In the whiteboard tips, what happens in version 3 when you right-click on the Spotlight tool?

**Source text:**
********
The parents in my class often look at the board for messages now.
Use tickertapes when sharing the success
criteria/WILF for a lesson - a good reminder for those who were asleep when you
shared it the first time!
My personal favourites though are the messages to
parents reminding them that their children do need their reading folders and PE
kits in school everyday.
… as part of an activity
Use tickertapes to display sequences of numbers.
Children find the next number in the sequence - such as what is the next prime
number - and can add it to the tickertape.
… to display difficult words
A teacher friend of mine told me she used the
tickertape for all the ‘hard’ spellings involved in the activity of the day. She
had found that pupils continuously asked her ‘how do you spell .?’. This was
disrupting pace and also concentration of others. Once the spellings were
scrolling across the screen the problem was solved.
Use tickertapes for this week’s spellings that have
been set to be learnt for homework.
I use tickertapes for the key words I want students to
know by the end of the lesson.
… for good news and updates
How about a ‘Happy Birthday’ banner running first
thing in the morning for any child who has a birthday on that day?
We have also used tickertapes recently to highlight
any changes that have occurred in the tadpole tank
SPOTLIGHT
… for games
My favourite game using the Spotlight tool is guess
the shape or number. Put a selection of different coloured shapes or numbers on
the flipchart page, then, using the Spotlight tool, start looking for a shape or
number. Look at a small part of it. What could it be? Why do you think that?
What else should we see if it is?
… for quick snapshots
In version 3 you can now right-click on the
Spotlight tool and it will take a snapshot.
I think this would be good in English or art
lessons with a photo or picture behind the spotlight. You could illustrate how
the picture tells a story by capturing pieces of it, then you could arrange the
snapshots you have taken in storyboard fashion on the next page.
I had a big picture of a glacial landscape in
Activstudio 3. Using the spotlight, I then snapped pictures of things such as
terminal moraine, hanging valley, cirque, crevasse, etc. These appeared as a
stack of clips over the original image.
This is also a quick way of making a quasi-jumbled
up picture or jigsaw. Just take snapshots using the spotlight (a bit quicker
than the Camera tool) and then delete the
original. Move around the stack of snapshots you have made – an
instant puzzle!
… to focus your students’ attention
I’ve used it to focus children’s attention on a
small detail or part of a picture displayed on the interactive whiteboard.
… to build up a narrative
One idea I liked was a teacher who got their
students to describe what they saw on the interactive whiteboard as they slowly
moved and enlarged a spotlight over a huge
image. In the image, one person looking at something became a crowd
looking at something, as the spotlight was enlarged. The ‘something’ turned out
to be a house. Students had to guess why the crowd was gathering and looking at
the house.
As the image was fully revealed, it turned out that
the crowd was looking at a house falling off the edge of a cliff. I really
enjoyed this idea of using the spotlight to help
students build up a narrative.
********
**Dataset excerpt:**
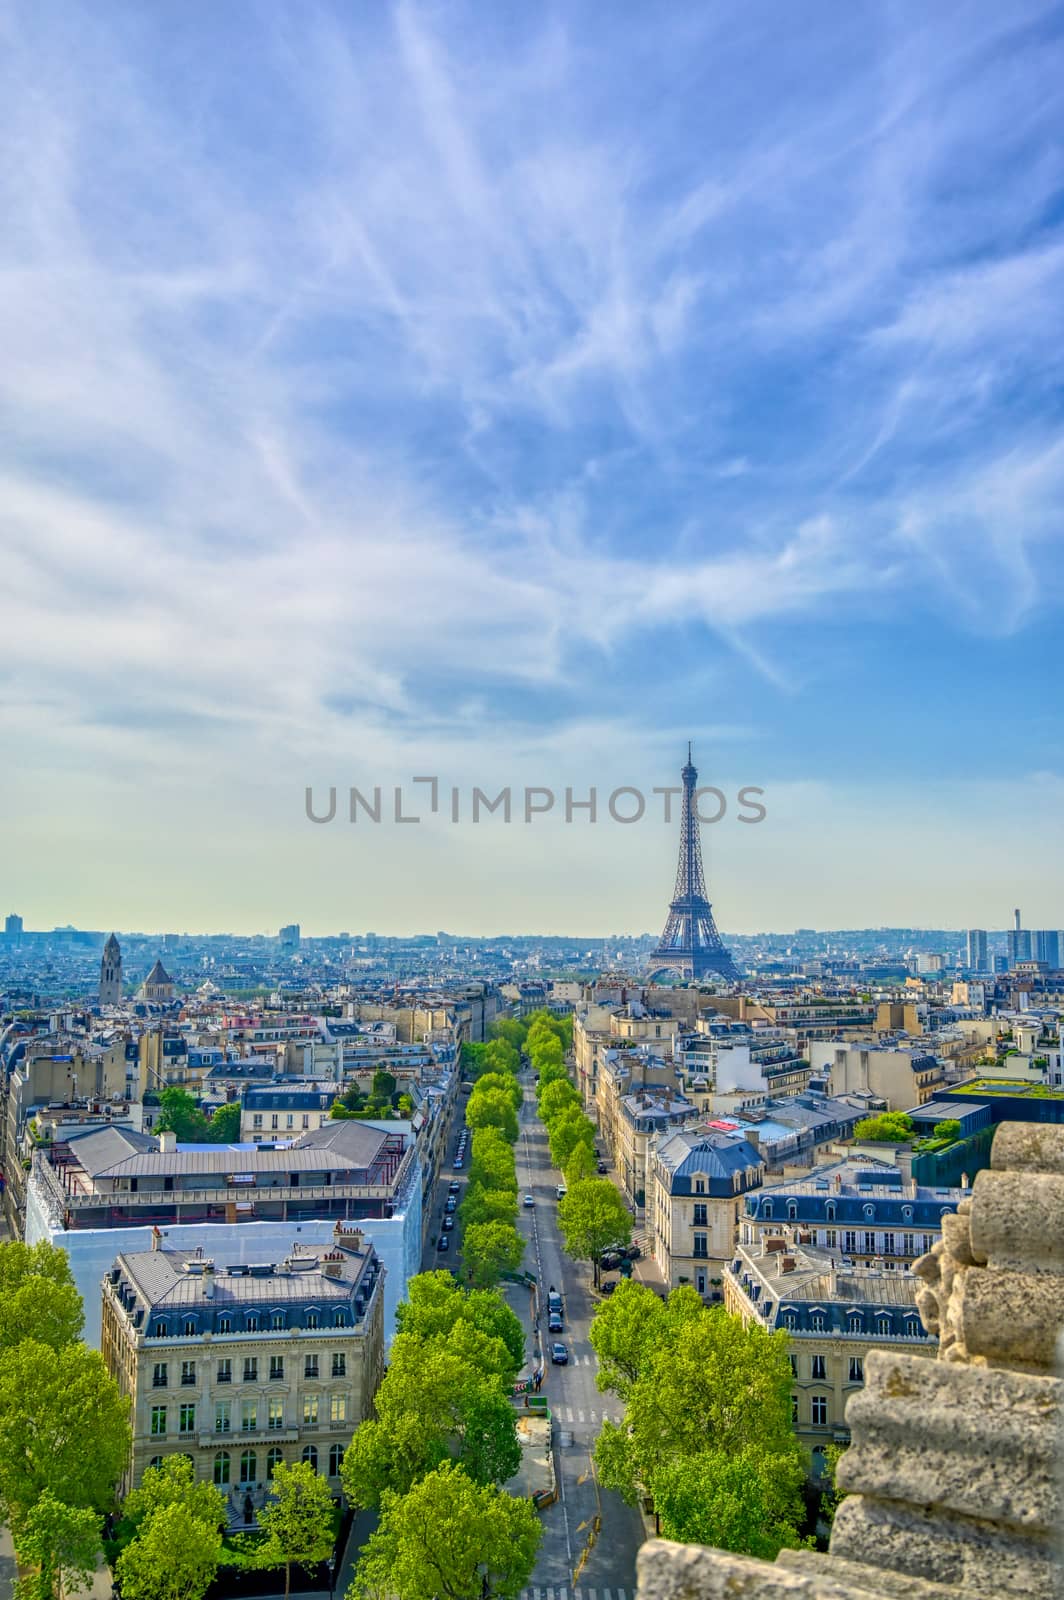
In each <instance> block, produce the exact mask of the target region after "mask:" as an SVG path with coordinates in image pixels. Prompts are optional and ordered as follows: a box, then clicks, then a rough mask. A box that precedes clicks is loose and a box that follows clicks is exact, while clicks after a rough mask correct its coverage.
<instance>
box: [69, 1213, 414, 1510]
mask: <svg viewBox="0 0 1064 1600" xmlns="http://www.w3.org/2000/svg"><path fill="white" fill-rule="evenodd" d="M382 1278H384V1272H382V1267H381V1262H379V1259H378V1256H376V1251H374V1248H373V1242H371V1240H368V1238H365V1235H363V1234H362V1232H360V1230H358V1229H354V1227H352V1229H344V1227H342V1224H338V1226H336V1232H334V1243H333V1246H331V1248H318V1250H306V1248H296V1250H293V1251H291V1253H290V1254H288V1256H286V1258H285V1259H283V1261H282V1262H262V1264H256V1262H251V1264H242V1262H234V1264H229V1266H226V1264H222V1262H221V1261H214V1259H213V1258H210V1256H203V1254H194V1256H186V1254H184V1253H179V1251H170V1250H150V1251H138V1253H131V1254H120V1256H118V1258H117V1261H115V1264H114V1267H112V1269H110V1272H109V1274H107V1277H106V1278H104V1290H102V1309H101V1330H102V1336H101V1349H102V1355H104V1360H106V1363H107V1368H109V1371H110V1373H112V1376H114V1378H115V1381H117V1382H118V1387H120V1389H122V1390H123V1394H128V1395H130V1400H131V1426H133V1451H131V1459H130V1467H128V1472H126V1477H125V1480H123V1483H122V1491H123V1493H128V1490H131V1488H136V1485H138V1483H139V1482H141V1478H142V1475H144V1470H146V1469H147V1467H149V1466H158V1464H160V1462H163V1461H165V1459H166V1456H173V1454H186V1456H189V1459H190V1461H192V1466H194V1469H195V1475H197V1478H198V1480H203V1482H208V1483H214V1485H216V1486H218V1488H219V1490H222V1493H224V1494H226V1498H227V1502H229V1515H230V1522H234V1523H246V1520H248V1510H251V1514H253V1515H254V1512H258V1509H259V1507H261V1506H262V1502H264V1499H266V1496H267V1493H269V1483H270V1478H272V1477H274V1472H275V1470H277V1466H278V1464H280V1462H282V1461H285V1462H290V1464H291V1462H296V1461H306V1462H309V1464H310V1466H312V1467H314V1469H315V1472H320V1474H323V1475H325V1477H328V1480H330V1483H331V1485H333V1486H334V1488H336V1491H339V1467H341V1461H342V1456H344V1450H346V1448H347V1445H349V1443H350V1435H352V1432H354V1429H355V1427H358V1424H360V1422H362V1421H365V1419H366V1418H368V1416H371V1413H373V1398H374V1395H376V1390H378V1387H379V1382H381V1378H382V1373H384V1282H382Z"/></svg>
********
**Your solution:** It takes a snapshot.